Where a record contains a picture, omit the picture and repeat the rest exactly.

++++ AVAILABLE DATA ++++

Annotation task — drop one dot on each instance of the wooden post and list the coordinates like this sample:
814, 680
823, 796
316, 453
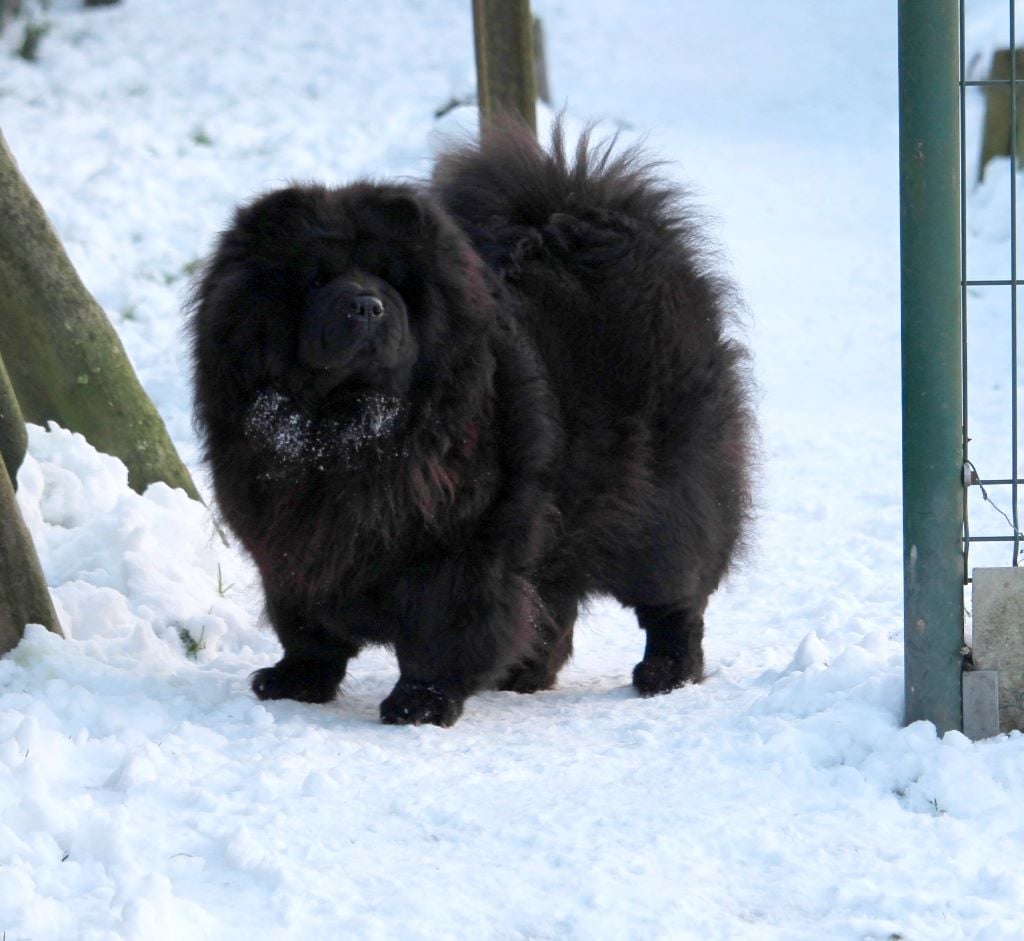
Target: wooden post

++++

REPLY
Annotation task — drop one dot on each instance of the wooden post and list the coordinates like this sample:
814, 680
823, 796
316, 453
Target: wooden post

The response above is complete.